TUGAS 1:
Menurut teks tentang kemajuan teknologi di bawah ini, fitur apa yang memudahkan masyarakat melakukan percakapan tatap muka?

TEKS SUMBER:
===
Di era digitalisasi saat ini, begitu banyak kemudahan yang dirasakan oleh masyarakat pada berbagai bidang seperti ekonomi, sosial, dan budaya. Tentu, kemudahan-kemudahan ini merupakan nilai tambah dari kemajuan teknologi di Indonesia. 

Sederhananya untuk dapat melakukan percapakan tatap muka tentu masyarakat dimudahkan dengan kehadiran fitur-fitur video call, untuk mengakomodir suara atau dukungan terhadap suatu isu sering kali masyarakat memanfaatkan aplikasi/layanan petisi online yang sangat mudah di operasikan cukup dengan one click. 

Selain itu nilai positif lainnya dari kemajuan teknologi adalah pemanfaatan media sosial sebagai sarana kampanye/advokasi seperti melalui platform instagram, facebook, twitter, tiktok, youtube, dll.
===
Entri data yang tersimpan
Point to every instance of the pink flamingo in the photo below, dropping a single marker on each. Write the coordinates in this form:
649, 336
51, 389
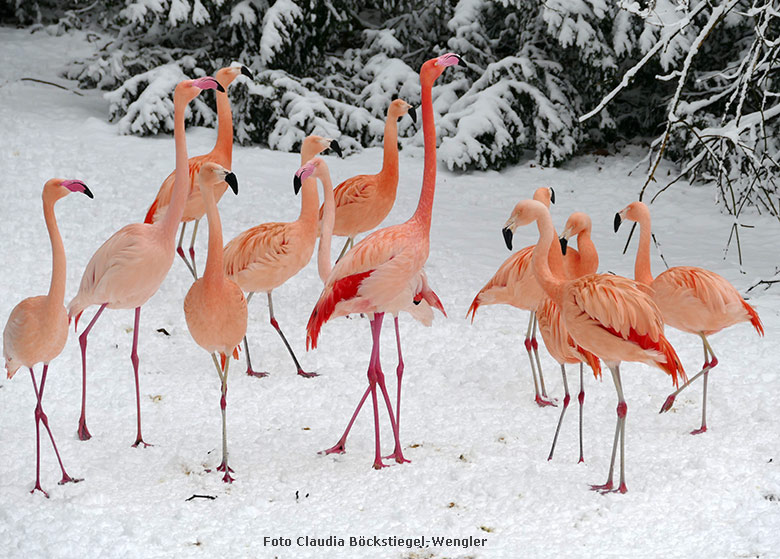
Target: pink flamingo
556, 338
37, 328
222, 154
264, 257
514, 284
422, 304
363, 201
610, 316
382, 272
130, 266
215, 307
691, 299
===
TUGAS 2:
Tuliskan kembali seluruh daftar di atas dengan menukar "pink flamingo" menjadi "white swan" tanpa mengubah bagian lain, dan jangan sertakan gambarnya.

HASIL LATIHAN 1:
Fitur-fitur video call.

HASIL LATIHAN 2:
Point to every instance of the white swan in the photo below, dropping a single marker on each. Write the coordinates in this form:
649, 336
51, 389
Target: white swan
556, 338
37, 328
222, 154
264, 257
514, 284
422, 304
363, 201
610, 316
382, 272
130, 266
215, 307
691, 299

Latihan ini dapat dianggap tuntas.